Billionaire banker Uday Kotak has shed caution necessitated by the pandemic and is now willing to chase growth with more conviction.
Shareholders will see a significant shift in Kotak Mahindra Bank Ltd.‘s approach, with “greater aggression” and sharper execution, the vice chairman and managing director of the bank he founded said in his message in the annual report for 2020-21. “We’ll not shy away from taking bolder bets.”
The private lender sees this as the right time to experiment more and concentrate on segments it deems as offering the best opportunities for returns, he said in the annual report released on Thursday. “Today, we have a much lighter balance sheet and with sufficient capital in our hands; we are ready to grow substantially faster, but on our terms.”
The bank will increase investments in strengthening its digital and technology platforms and offerings. Kotak said technology has moved from being “a support function” to the “epicentre” of the business.
Kotak’s stance suggests he has given up the caution expressed in the 2019-20 annual report released in July 2020 “…even strong boats must remember the lesson of the Titanic—considered unsinkable when she was built,” Kotak had said, highlighting the need to slow down in the face of a crisis. “Before she hit the iceberg, she was moving at a great speed, leading to a tremendous collision which overwhelmed all her safety mechanisms.”
Through most of FY21, Kotak Mahindra Bank decided to take its foot off the accelerator and focus on increasing the base of secured retail loans. The bank stayed away from rapidly growing unsecured lending portfolio.

****

» **TASKS**
- a) Summarize the article about Kotak Mahindra Bank in two sentences.
- b) Quote the part of the article about Kotak Mahindra Bank that opens with the words containing "The private lender" and closes with "of the business.".
- c) Please write what comes next in the article about Kotak Mahindra Bank, continuing from its last sentence.
You won't need the material below for this work.

Source records:
****

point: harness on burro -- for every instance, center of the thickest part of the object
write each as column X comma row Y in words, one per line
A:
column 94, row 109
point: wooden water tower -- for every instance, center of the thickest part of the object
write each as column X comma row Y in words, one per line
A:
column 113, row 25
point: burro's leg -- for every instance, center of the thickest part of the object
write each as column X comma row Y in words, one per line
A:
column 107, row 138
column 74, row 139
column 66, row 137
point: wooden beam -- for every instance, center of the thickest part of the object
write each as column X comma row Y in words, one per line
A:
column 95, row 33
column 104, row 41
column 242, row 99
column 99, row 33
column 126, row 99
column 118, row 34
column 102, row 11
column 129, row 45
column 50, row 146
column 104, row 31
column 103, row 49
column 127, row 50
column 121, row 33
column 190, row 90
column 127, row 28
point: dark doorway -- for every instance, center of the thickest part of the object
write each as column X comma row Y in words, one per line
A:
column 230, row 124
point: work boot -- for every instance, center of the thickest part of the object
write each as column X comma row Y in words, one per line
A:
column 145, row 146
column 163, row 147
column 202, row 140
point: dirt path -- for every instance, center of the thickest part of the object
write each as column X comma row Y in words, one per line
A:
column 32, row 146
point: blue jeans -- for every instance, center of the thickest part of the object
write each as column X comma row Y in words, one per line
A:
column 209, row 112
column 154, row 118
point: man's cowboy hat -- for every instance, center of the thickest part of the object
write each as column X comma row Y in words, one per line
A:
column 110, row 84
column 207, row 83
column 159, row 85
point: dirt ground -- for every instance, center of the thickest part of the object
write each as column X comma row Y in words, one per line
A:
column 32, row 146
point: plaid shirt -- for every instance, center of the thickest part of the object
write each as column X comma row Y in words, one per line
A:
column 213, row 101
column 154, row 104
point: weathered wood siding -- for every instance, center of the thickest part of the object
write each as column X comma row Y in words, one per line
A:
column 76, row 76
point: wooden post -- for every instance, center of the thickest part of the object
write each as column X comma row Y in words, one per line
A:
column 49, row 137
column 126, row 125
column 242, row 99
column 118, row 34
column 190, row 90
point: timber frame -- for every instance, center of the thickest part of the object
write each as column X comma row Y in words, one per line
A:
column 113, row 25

****

» **WRITTEN RESPONSES**
- a) In his message in the 2020-21 annual report, Uday Kotak said Kotak Mahindra Bank will pursue growth with greater aggression, sharper execution and bolder bets, backed by a lighter balance sheet, sufficient capital and more investment in digital and technology platforms. This drops the caution of the 2019-20 report, where he cited the Titanic as a reason to slow down, and of FY21, when the bank focused on secured retail loans and avoided unsecured lending.

- b)
The private lender sees this as the right time to experiment more and concentrate on segments it deems as offering the best opportunities for returns, he said in the annual report released on Thursday. “Today, we have a much lighter balance sheet and with sufficient capital in our hands; we are ready to grow substantially faster, but on our terms.”
The bank will increase investments in strengthening its digital and technology platforms and offerings. Kotak said technology has moved from being “a support function” to the “epicentre” of the business.

- c)
While its home loan portfolio grew 12.8% over the preceding year in FY21, secured consumer banking loans rose 10%. Agriculture and tractor financing, too, witnessed a rise. Almost all other loan porfolios saw outstanding loans shrink or remain flat from a year earlier.
Total advances as of March rose 1.8% year-on-year to Rs 2.23 lakh crore. In the quarter ended June, the bank’s total loans increased 6.4% year-on-year, but shrunk sequentially to Rs 2.17 lakh crore.
Kotak’s optimism, however, comes amid rising default rates because of the second wave of Covid-19 pandemic. Gross non-performing asset ratio as of June inched up 31 basis points sequentially to 3.56% for the bank.
As for other private peers, the rise in bad loans for Kotak Mahindra Bank, too, came from retail and business banking segments. This was largely because the bank’s officers were unable to reach borrowers in the commercial vehicle and commercial equipment segments to collect loans during the pandemic’s second wave.
Looking at the improving recovery trends since June, the bank has guided for better asset quality management later in the year.
Analysts at Emkay Global, in a July 27 report, cut the bank’s earnings per share estimates by 3-5% but expect it to deliver a return on assets of 1.9-2%. Return on equity should also improve gradually, with the bank showing an intent to grow, the analysts said.